Supplied entries:
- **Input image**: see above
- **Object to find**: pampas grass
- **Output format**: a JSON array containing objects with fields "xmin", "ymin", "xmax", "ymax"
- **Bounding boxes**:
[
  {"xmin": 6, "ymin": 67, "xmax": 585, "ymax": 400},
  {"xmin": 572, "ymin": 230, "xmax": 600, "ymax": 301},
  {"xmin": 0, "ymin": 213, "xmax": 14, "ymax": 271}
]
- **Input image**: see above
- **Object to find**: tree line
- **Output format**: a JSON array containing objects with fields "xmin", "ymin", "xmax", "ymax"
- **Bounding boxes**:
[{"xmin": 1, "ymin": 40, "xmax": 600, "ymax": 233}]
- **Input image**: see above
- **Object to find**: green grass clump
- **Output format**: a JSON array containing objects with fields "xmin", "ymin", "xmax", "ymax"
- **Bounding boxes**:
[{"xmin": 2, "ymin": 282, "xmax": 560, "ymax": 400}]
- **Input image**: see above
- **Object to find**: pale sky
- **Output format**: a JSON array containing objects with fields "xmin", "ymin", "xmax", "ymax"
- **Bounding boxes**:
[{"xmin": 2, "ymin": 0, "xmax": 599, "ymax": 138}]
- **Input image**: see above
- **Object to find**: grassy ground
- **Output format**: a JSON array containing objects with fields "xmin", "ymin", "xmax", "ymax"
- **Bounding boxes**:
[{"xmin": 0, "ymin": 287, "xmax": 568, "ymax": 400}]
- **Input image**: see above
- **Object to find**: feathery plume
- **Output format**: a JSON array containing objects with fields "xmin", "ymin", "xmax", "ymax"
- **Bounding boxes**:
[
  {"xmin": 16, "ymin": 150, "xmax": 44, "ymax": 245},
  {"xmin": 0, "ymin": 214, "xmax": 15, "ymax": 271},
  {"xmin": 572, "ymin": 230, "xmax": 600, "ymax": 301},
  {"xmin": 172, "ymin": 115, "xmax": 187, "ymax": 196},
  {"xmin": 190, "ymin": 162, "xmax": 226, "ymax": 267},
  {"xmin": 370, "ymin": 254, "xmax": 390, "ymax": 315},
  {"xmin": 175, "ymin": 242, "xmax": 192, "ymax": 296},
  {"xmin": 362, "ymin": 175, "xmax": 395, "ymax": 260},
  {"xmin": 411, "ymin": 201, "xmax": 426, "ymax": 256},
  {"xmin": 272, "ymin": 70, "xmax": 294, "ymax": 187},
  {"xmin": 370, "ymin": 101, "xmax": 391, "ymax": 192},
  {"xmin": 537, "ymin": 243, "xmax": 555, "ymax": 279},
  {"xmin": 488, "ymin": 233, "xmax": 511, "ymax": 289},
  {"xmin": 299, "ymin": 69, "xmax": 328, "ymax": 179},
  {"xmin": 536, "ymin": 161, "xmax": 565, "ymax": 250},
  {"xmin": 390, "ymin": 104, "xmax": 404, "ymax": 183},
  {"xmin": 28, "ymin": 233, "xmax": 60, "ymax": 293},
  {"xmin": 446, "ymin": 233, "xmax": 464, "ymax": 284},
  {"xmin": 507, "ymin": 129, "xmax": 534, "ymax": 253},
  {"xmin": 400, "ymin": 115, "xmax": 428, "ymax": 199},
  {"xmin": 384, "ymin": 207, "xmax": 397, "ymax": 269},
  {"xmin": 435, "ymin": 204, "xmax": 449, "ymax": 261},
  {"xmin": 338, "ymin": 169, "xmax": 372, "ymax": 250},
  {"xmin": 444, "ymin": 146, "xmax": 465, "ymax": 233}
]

Task details: Write the records above out again precisely.

Response below:
- **Input image**: see above
- **Object to find**: pampas grass
- **Output format**: a JSON array containing objects with fields "xmin", "ymin", "xmax", "ymax"
- **Bounding boxes**:
[
  {"xmin": 6, "ymin": 67, "xmax": 585, "ymax": 400},
  {"xmin": 572, "ymin": 230, "xmax": 600, "ymax": 301},
  {"xmin": 0, "ymin": 213, "xmax": 14, "ymax": 271}
]
- **Input image**: see above
- **Object to find**: tree line
- **Output format**: a JSON array containing objects with fields "xmin", "ymin", "xmax", "ymax"
- **Bounding boxes**:
[{"xmin": 1, "ymin": 40, "xmax": 600, "ymax": 233}]
- **Input image**: see above
- **Object to find**: green grass clump
- **Output format**: a JSON array containing objects with fields "xmin", "ymin", "xmax", "ymax"
- **Bounding boxes**:
[{"xmin": 2, "ymin": 282, "xmax": 560, "ymax": 400}]
- **Input image**: see above
- **Object to find**: pale sky
- **Output format**: a JSON array containing objects with fields "xmin", "ymin", "xmax", "ymax"
- **Bounding boxes**:
[{"xmin": 2, "ymin": 0, "xmax": 599, "ymax": 138}]
- **Input image**: see above
- **Object to find**: grassy ground
- **Output format**: a JSON array containing objects with fields "xmin", "ymin", "xmax", "ymax"
- **Bounding boxes**:
[{"xmin": 0, "ymin": 287, "xmax": 568, "ymax": 400}]
- **Input image**: see above
- **Object to find**: feathery plume
- **Output format**: a JSON array containing objects with fields "xmin", "ymin", "xmax", "ymax"
- **Bounding boxes**:
[
  {"xmin": 16, "ymin": 150, "xmax": 44, "ymax": 245},
  {"xmin": 0, "ymin": 214, "xmax": 15, "ymax": 271},
  {"xmin": 572, "ymin": 230, "xmax": 600, "ymax": 301},
  {"xmin": 172, "ymin": 115, "xmax": 187, "ymax": 196},
  {"xmin": 190, "ymin": 162, "xmax": 226, "ymax": 267},
  {"xmin": 370, "ymin": 254, "xmax": 390, "ymax": 315},
  {"xmin": 175, "ymin": 242, "xmax": 192, "ymax": 296},
  {"xmin": 362, "ymin": 175, "xmax": 395, "ymax": 260},
  {"xmin": 411, "ymin": 201, "xmax": 426, "ymax": 256},
  {"xmin": 272, "ymin": 70, "xmax": 294, "ymax": 187},
  {"xmin": 370, "ymin": 101, "xmax": 391, "ymax": 192},
  {"xmin": 537, "ymin": 243, "xmax": 555, "ymax": 279},
  {"xmin": 488, "ymin": 233, "xmax": 511, "ymax": 289},
  {"xmin": 299, "ymin": 69, "xmax": 328, "ymax": 179},
  {"xmin": 536, "ymin": 161, "xmax": 565, "ymax": 250},
  {"xmin": 390, "ymin": 104, "xmax": 404, "ymax": 183},
  {"xmin": 28, "ymin": 233, "xmax": 60, "ymax": 293},
  {"xmin": 446, "ymin": 233, "xmax": 464, "ymax": 284},
  {"xmin": 507, "ymin": 129, "xmax": 534, "ymax": 253},
  {"xmin": 400, "ymin": 115, "xmax": 428, "ymax": 199},
  {"xmin": 384, "ymin": 207, "xmax": 397, "ymax": 269},
  {"xmin": 435, "ymin": 204, "xmax": 449, "ymax": 261},
  {"xmin": 338, "ymin": 169, "xmax": 372, "ymax": 250},
  {"xmin": 444, "ymin": 146, "xmax": 465, "ymax": 233}
]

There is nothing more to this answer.